### What the task asks:
Repeat the lines below exactly as they appear, but leave out the images.
** BEGIN Materials provided **
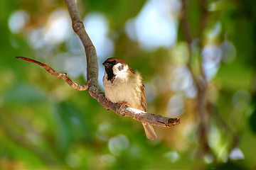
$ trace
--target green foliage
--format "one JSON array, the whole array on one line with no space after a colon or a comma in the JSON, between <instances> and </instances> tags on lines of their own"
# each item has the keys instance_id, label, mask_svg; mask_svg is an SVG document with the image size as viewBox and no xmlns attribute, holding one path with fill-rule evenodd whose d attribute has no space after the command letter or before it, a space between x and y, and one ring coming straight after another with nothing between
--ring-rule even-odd
<instances>
[{"instance_id":1,"label":"green foliage","mask_svg":"<svg viewBox=\"0 0 256 170\"><path fill-rule=\"evenodd\" d=\"M74 38L71 25L68 25L69 32L65 32L67 37L59 42L55 42L54 35L46 38L47 29L56 21L53 13L66 10L63 1L0 1L1 169L256 167L255 1L188 1L188 22L193 39L191 52L178 6L178 12L171 16L178 27L173 46L146 50L138 39L128 35L127 21L136 18L149 1L83 0L78 3L83 18L97 12L110 23L105 35L112 40L114 50L110 56L99 57L99 62L117 57L138 70L146 84L149 112L168 117L175 117L174 112L181 113L180 125L156 128L156 141L146 140L140 123L107 111L86 91L77 91L38 66L15 59L16 56L33 58L70 75L73 60L67 62L66 58L82 58L79 63L82 61L85 65L84 50ZM159 4L162 1L159 0ZM164 5L169 6L174 1L164 1ZM203 1L206 1L203 6ZM21 10L29 18L14 32L10 18ZM65 13L58 16L63 16ZM26 14L22 18L26 19ZM151 18L151 21L155 21ZM21 23L22 20L15 23ZM154 26L157 30L162 26ZM58 32L64 28L58 28ZM70 48L70 44L75 45ZM193 74L197 79L203 77L201 64L211 55L202 59L204 47L216 47L222 54L216 73L207 82L206 94L208 120L206 138L210 152L204 152L201 141L198 91L188 92L194 84L184 87L188 81L184 77L191 75L186 69L190 57ZM216 54L211 64L216 60ZM56 69L60 67L61 70ZM70 76L80 84L85 83L85 67L81 70ZM181 76L181 70L185 70L185 74ZM175 103L177 98L182 104Z\"/></svg>"}]
</instances>

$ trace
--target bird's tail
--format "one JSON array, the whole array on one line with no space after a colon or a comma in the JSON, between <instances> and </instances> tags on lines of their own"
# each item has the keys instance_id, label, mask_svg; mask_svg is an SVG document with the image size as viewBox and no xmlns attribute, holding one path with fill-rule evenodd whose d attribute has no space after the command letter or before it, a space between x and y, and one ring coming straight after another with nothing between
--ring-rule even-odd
** END Materials provided **
### Response below:
$ trace
--target green foliage
--format "one JSON array, the whole array on one line with no space after a colon or a comma in the JSON, between <instances> and </instances> tags on lines of their own"
# each item has the keys instance_id, label, mask_svg; mask_svg is an SVG document with the image size as viewBox and no xmlns attribute, holding one path with fill-rule evenodd whose d attribute has no space after the command letter or before it, a space between x and y, and one ring coming straight after another with nothing between
--ring-rule even-odd
<instances>
[{"instance_id":1,"label":"green foliage","mask_svg":"<svg viewBox=\"0 0 256 170\"><path fill-rule=\"evenodd\" d=\"M74 38L71 25L68 25L69 32L65 32L67 37L59 42L55 42L54 35L46 38L47 29L56 21L53 13L66 10L63 1L0 1L1 169L256 167L255 1L188 1L188 22L193 39L191 52L178 6L178 12L171 16L178 27L173 46L146 50L138 39L128 35L127 21L136 18L149 1L83 0L78 3L83 18L97 12L110 23L105 35L112 40L114 50L110 56L99 57L99 62L117 57L138 70L146 84L149 112L168 117L175 117L174 112L181 113L180 125L156 128L156 141L146 140L140 123L107 111L86 91L77 91L38 66L15 59L16 56L33 58L70 75L73 60L67 62L66 58L82 58L79 63L82 61L85 65L84 50ZM159 4L162 1L159 0ZM164 5L169 6L174 1L164 1ZM203 1L206 1L203 6ZM21 10L29 18L14 32L10 18ZM65 13L58 16L63 16ZM26 14L22 18L26 19ZM151 18L151 21L155 21ZM21 23L22 20L15 23ZM154 26L157 30L162 26ZM58 32L64 28L58 28ZM70 48L70 44L75 45ZM193 74L197 79L203 77L201 64L211 55L202 59L204 47L216 47L222 54L216 73L207 82L206 94L208 120L206 138L210 152L204 152L201 141L198 91L188 92L194 84L184 87L188 81L184 77L191 75L186 69L190 57ZM216 54L211 64L216 60ZM56 69L60 67L61 70ZM70 76L80 84L85 83L85 67L81 70ZM181 76L181 70L185 70L185 74ZM175 103L177 98L182 104Z\"/></svg>"}]
</instances>

$ trace
--target bird's tail
--format "one JSON array, the whole array on one line with no space after a colon or a comma in the JSON, between <instances> and </instances> tags on lines of their own"
# each item has the keys instance_id, label, mask_svg; mask_svg is an SVG document with the image size as viewBox and no xmlns attribute, holding one path with fill-rule evenodd whose d attribute has no space after the command letter or before it, a space between x and y, and one ring coming straight after another with nothing between
--ring-rule even-odd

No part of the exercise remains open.